Gestellte Aufgabe 1 =>
Beantworte zum Thread über den Aldi-LCD-TV folgende Fragen:
(a) Wo wohnt stefan.gebert@online.de nach eigener Angabe?
(b) Welchen Sender kann rehacomp über DVB-T empfangen?
(c) Welche Sender konnte quantenslipstream mit dem für den Lappi gekauften DVB-T-Gerät empfangen?
------------------------------------------------
# Frage zu Aldi LCD-TV



## stefan.gebert@online.de (8. Dezember 2008)

Hallo,

ich interessiere mich für das LCD-Fernsehgerät, welches bei Aldi am 11.12 im Angebot hat. 

http://www.medion.com/ms/aldi/md30293/sued/flash.html

Da ich aber in dem Raum, in dem ich das Gerät aufstellen möchte keinen Kabelanschluss habe, wäre das Gerät nur dann für mich brauchbar, wenn es sich auch ohne einen solchen Anschluss betreiben lassen würde.
Daher meine Frage:
*Das Aldi-Gerät hat einen DVB-T Tuner eingebaut. Aber soviel ich der Anzeige entnehmen konnte, wird keine Antenne mitgeliefert. Ist diese etwa schon im Gerät integriert? Oder müsste ich die nachkaufen?*

Habe leider sehr wenig Erfahrung im Bereich von DVB-T und daher sehr dankbar für eure Antworten!!!

Mfg
Stefan


----------



## heartcell (8. Dezember 2008)

japp die antenne müsste drinn sein, ich habe diese tv-geräte zufällig auch mit digital geflasht^^


----------



## rehacomp (8. Dezember 2008)

Wenn keine extra dabei ist, dann sollte diese bereits eingebaut sein. (bin mir selbst nicht sicher)
Andere Sache ist, gibts in deiner Region überhaupt (guten) Empfang?

Bei mir kann ich nur ZDF über DVB-T bekommen, selbst mit Aussenantenne wirds nicht mehr (nur besser)


----------



## stefan.gebert@online.de (8. Dezember 2008)

hm woher weiß ich, wie der empfang bei mir ist? kann man das irgendwo im internet nachschauen?
ich wohne in der oberpfalz, nahe der tschechischen grenze (bei weiden)


----------



## Riezonator (8. Dezember 2008)

also bei unseren TV geräten (Panasonic und Philips) ist nix intigriert und du musst nach kaufen und erlich gesagt hab ich noch keine gesehen die eine intigriert haben


----------



## stefan.gebert@online.de (8. Dezember 2008)

ok, danke schon mal für die antworten
glaub das mit dem dvb-t hat sich erledigt, da ich so wie es ausschaut nur ein paar öffentlich-rechtliche sender in meiner region empfangen kann.
da bleibt mir wohl nix anderes übrig als einen kabelanschluss ins zimmer zu legen.


----------



## quantenslipstream (8. Dezember 2008)

Schau mal hier rein, da steht alles über DVB-T und auch wo man es empfangen kann, bzw. was du dazu brauchst (ob nichts, Zimmerantenne oder sogar Außenantenne).


----------



## stefan.gebert@online.de (8. Dezember 2008)

sieht schlecht aus bei mir 
muss wohl aufs kabel zurückgegriffen werden, aber danke für die antworten!!!


----------



## quantenslipstream (8. Dezember 2008)

Genau, so'n DVB-T Schrott habe ich mal für meinen Lappi gekauft und obwohl es eigentlich klappen müsste, konnte ich nur ZDF und RTL/RTL2/VOX empfangen, der Rest ging nicht.
Da half auch eine aktive Antenne nicht.

Der totale Fehlkauf 
Die totale Fehlentwicklung.


----------
------------------------------------------------
Gestellte Aufgabe 2 =>
Ändere in den Zeilen unten den Abschnitt von der Zeile mit „Dear assistant, the user would like the steel“ bis zur Zeile mit „[438,530,506,640]“, beide eingeschlossen: Ersetze „camouflage trousers“ durch „camouflage pants“ und gib nur diesen Abschnitt sonst unverändert wieder.

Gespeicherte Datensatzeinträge
------------------------------------------------
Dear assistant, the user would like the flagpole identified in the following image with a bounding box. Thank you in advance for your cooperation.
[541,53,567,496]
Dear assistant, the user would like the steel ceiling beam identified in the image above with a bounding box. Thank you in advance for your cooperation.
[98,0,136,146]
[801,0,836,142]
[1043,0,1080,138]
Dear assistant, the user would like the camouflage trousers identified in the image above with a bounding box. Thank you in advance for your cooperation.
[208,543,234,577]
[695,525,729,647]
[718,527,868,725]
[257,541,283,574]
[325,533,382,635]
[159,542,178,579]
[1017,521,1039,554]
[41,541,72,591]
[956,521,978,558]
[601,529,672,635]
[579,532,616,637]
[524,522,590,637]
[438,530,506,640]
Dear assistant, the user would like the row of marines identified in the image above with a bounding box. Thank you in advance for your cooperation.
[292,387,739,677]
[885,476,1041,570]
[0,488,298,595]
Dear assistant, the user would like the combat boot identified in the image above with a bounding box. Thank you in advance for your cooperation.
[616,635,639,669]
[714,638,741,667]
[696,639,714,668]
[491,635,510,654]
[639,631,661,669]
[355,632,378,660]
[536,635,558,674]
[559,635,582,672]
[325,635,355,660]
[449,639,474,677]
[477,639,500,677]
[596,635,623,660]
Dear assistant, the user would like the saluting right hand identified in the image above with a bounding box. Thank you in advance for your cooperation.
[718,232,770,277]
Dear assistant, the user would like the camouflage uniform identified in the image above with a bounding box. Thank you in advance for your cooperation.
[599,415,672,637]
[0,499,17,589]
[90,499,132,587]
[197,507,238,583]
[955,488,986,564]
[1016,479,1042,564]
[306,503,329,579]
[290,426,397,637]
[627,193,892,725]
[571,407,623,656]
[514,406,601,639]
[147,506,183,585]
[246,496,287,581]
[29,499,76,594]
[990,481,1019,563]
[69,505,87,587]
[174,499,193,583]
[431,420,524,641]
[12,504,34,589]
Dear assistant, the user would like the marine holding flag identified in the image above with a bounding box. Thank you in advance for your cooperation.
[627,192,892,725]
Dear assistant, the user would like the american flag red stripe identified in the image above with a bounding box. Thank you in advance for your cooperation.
------------------------------------------------
Vollständige Antwort 1 =>
(a) In der Oberpfalz, nahe der tschechischen Grenze (bei Weiden).
(b) Nur ZDF.
(c) ZDF und RTL/RTL2/VOX.

Vollständige Antwort 2 =>
Dear assistant, the user would like the steel ceiling beam identified in the image above with a bounding box. Thank you in advance for your cooperation.
[98,0,136,146]
[801,0,836,142]
[1043,0,1080,138]
Dear assistant, the user would like the camouflage pants identified in the image above with a bounding box. Thank you in advance for your cooperation.
[208,543,234,577]
[695,525,729,647]
[718,527,868,725]
[257,541,283,574]
[325,533,382,635]
[159,542,178,579]
[1017,521,1039,554]
[41,541,72,591]
[956,521,978,558]
[601,529,672,635]
[579,532,616,637]
[524,522,590,637]
[438,530,506,640]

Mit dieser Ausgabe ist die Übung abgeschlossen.